WORK TO BE COMPLETED =
Show every line of the rows below that contains the string "shirt". Case counts.
[Begin INFORMATION GIVEN]
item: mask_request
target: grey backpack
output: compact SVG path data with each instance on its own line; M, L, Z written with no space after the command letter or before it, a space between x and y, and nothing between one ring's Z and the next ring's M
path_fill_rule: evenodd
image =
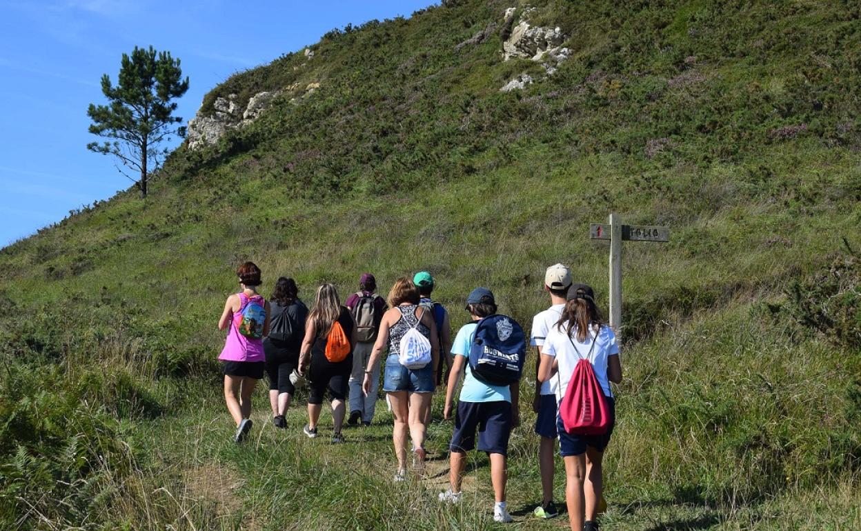
M356 318L356 338L362 342L374 341L376 339L376 324L379 321L375 302L380 295L376 293L365 295L362 292L356 294L359 296L356 306L353 306L353 318Z

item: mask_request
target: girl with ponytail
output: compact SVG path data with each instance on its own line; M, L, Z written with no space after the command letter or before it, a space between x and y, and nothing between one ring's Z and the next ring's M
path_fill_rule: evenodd
M574 367L581 359L592 366L610 410L610 427L599 435L569 434L557 417L560 454L565 460L566 502L573 530L597 531L598 502L604 490L602 460L616 423L616 404L610 382L622 381L622 364L616 335L601 322L595 293L585 284L573 284L556 325L542 349L538 379L558 379L556 399L561 402Z

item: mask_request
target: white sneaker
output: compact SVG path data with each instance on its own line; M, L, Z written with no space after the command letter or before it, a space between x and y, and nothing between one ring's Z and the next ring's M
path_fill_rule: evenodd
M511 518L511 516L508 514L507 509L505 509L503 507L493 508L493 522L509 523L513 521L514 519Z
M462 492L452 492L451 487L449 487L449 490L445 492L439 493L439 501L445 502L447 503L460 503L461 496L462 494Z

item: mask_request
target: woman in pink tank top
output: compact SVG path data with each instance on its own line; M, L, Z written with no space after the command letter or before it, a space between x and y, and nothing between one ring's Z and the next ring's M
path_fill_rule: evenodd
M246 262L236 271L242 291L227 298L218 329L227 330L221 355L224 363L224 398L236 423L236 442L251 429L251 393L263 377L266 356L264 336L269 335L269 305L257 293L260 268Z

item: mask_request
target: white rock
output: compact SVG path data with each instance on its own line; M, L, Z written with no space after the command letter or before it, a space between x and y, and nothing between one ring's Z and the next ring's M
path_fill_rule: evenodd
M270 92L258 92L252 96L248 100L248 107L245 108L245 112L242 114L243 119L256 120L260 115L260 113L269 106L272 98L279 94L281 94L280 90L273 90Z
M526 85L532 84L535 82L532 79L532 76L529 74L520 74L514 79L509 81L505 85L499 89L500 92L511 92L511 90L523 90Z

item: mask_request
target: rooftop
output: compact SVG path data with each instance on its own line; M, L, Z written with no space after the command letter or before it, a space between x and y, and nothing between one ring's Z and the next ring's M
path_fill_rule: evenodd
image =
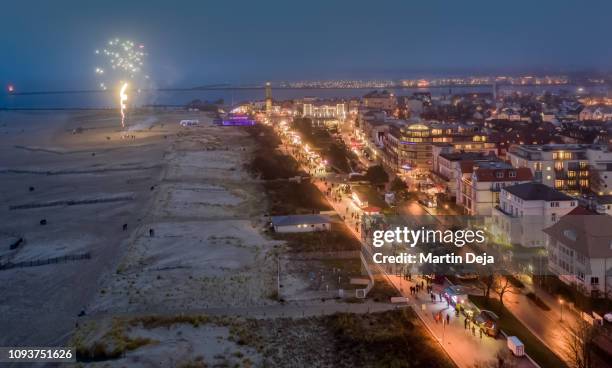
M505 187L504 190L525 201L571 201L572 197L540 183L524 183Z
M325 215L286 215L272 216L274 226L293 226L293 225L316 225L331 222Z
M544 232L589 258L612 257L612 217L607 215L561 217Z
M496 156L486 155L483 152L452 152L452 153L441 153L440 157L445 158L448 161L464 161L464 160L483 160L483 159L494 159Z

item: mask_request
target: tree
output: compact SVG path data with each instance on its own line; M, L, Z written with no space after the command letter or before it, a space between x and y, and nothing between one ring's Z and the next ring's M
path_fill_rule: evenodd
M478 361L474 363L472 368L515 368L516 366L517 359L510 353L509 349L502 348L495 354L495 359Z
M389 181L389 175L382 165L370 166L365 178L372 184L384 184Z
M489 299L489 295L491 295L491 290L495 285L495 275L491 272L491 270L484 270L482 275L478 275L478 285L482 290L482 295Z
M599 170L595 170L591 168L591 170L589 170L589 185L591 189L594 192L599 193L603 191L604 184L605 182L601 178L601 174L599 173Z
M593 367L594 340L601 332L599 328L591 325L582 318L576 318L566 327L565 354L572 368Z
M393 178L393 180L391 181L391 185L389 186L389 189L392 192L403 192L407 189L408 187L406 186L406 183L404 183L404 181L400 178L398 178L397 176L395 178Z
M494 279L495 279L494 289L497 295L499 295L499 304L500 304L500 313L501 313L504 307L504 295L506 295L506 293L516 294L517 291L514 285L512 285L512 283L510 282L509 278L502 276L502 275L496 275L494 276Z

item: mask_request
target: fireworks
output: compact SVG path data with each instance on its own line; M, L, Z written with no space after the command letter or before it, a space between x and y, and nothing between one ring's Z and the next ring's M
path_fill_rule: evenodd
M121 107L121 127L125 128L125 110L127 109L127 93L128 84L123 82L119 91L119 106Z
M131 86L140 92L148 75L143 74L145 47L129 40L115 38L108 41L105 47L95 50L102 59L102 64L94 69L101 79L100 89L107 90L109 84L119 83L119 108L121 110L121 126L125 127L128 88Z

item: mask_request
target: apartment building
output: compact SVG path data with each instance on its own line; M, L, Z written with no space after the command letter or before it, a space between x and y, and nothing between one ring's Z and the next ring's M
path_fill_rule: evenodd
M493 209L491 233L500 243L543 247L543 230L577 206L576 199L541 183L506 186Z
M431 178L436 184L444 187L444 193L452 199L457 198L457 172L461 162L474 163L498 161L494 153L483 152L442 152L441 147L434 146L433 170Z
M501 189L533 180L527 168L514 168L501 161L463 161L456 174L456 203L468 215L490 216L499 204Z
M544 232L550 272L586 295L612 295L612 217L570 214Z
M612 152L606 145L516 145L507 157L512 166L529 168L534 181L551 188L569 194L612 192Z

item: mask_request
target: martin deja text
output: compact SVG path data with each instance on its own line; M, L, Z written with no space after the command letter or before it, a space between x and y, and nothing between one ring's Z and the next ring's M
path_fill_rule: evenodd
M448 253L444 255L435 255L433 253L399 253L395 255L383 255L382 253L374 253L372 259L375 263L404 263L404 264L415 264L415 263L431 263L431 264L480 264L488 265L495 263L493 256L487 255L487 253L476 254L476 253L465 253L463 255L457 255L455 253Z

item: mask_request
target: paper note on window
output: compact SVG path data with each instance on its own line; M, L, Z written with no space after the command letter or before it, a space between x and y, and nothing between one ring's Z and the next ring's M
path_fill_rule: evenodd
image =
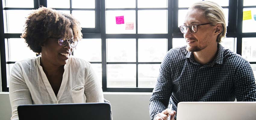
M126 30L133 30L133 22L126 22L125 23Z
M251 19L251 10L244 11L243 13L243 20Z
M117 24L124 24L124 19L123 18L123 16L116 17L116 23Z

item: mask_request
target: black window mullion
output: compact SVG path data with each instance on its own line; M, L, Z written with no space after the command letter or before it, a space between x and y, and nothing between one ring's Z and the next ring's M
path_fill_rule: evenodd
M137 1L137 0L136 0ZM139 87L139 76L138 76L138 66L139 66L139 62L138 62L138 38L136 38L136 87Z
M1 0L0 9L0 54L1 59L1 73L2 80L2 91L3 92L9 91L7 87L6 76L6 64L5 58L5 32L4 26L4 15L3 13L3 2Z
M136 22L136 34L138 34L138 0L136 0L135 1L135 8L136 9L135 10L135 18L136 18L136 21L135 22ZM138 63L138 46L139 45L138 45L138 38L137 36L136 36L136 87L139 87L139 76L138 76L138 75L139 74L138 74L138 66L139 66L139 63Z
M242 29L243 24L243 0L237 0L237 17L236 22L237 29L236 32L237 34L236 41L236 53L242 55Z

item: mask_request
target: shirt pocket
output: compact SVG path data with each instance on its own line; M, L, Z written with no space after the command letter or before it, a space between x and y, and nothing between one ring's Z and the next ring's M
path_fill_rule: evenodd
M74 103L85 103L86 97L84 94L84 86L83 85L75 87L71 90Z

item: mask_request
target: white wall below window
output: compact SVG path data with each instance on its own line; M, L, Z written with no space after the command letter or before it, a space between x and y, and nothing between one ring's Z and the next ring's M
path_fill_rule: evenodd
M149 120L151 93L104 92L111 104L114 120ZM100 114L100 113L99 113ZM0 120L10 120L11 109L9 93L0 92Z

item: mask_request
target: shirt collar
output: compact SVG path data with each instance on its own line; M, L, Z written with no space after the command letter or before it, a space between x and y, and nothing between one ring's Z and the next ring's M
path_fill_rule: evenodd
M215 64L223 64L223 51L224 48L220 43L218 43L217 44L217 53L216 57L213 62L209 63L211 64L212 65ZM187 53L185 57L187 58L189 58L191 62L195 62L195 59L194 58L194 55L193 54L192 54L192 52L191 52L187 51Z

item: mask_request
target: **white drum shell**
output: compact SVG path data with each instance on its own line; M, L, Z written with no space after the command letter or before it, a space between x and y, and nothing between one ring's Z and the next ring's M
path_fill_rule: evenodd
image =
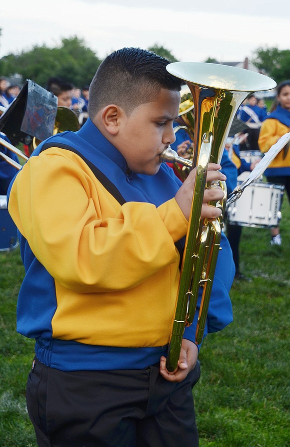
M238 182L240 185L242 182ZM284 186L260 181L243 191L239 199L227 209L229 223L242 227L273 228L281 219Z

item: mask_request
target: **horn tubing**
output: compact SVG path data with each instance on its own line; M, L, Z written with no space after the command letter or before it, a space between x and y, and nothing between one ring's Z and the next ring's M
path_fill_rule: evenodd
M2 144L2 146L4 146L5 147L6 147L8 149L10 149L10 150L12 151L12 152L14 152L14 154L16 154L18 155L19 155L20 157L22 157L22 158L24 158L24 160L28 160L28 157L26 157L23 152L22 152L18 149L17 149L16 147L15 147L14 146L13 146L12 144L10 144L10 143L8 143L8 141L6 141L5 140L4 140L3 138L0 137L0 144Z
M188 133L194 135L194 150L191 166L189 160L186 160L184 164L185 159L178 156L168 160L168 157L172 157L170 148L164 151L160 161L176 161L197 168L166 359L167 370L174 373L178 368L185 326L191 324L196 312L198 298L196 289L198 292L199 289L199 286L196 286L196 275L198 276L198 285L203 285L196 343L198 344L202 339L220 249L222 230L220 222L222 226L223 215L221 219L219 218L213 221L200 218L204 190L206 187L210 187L206 184L205 180L208 163L210 161L220 163L234 118L248 94L252 92L270 90L276 86L276 83L266 76L249 70L206 63L176 62L168 64L166 69L171 74L184 81L192 93L194 123L194 128L192 125L188 128ZM193 122L192 119L188 121L190 123ZM203 164L202 160L206 159L207 160ZM222 203L212 204L222 207L224 212L226 200L222 201ZM203 232L204 228L208 228L206 234ZM205 249L200 247L201 244L204 244L204 238ZM201 253L203 253L204 259L200 267L196 259ZM194 280L196 281L193 285L194 292L192 290Z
[End INFORMATION GIVEN]
EXPECTED ANSWER =
target: shirt pocket
target: shirt collar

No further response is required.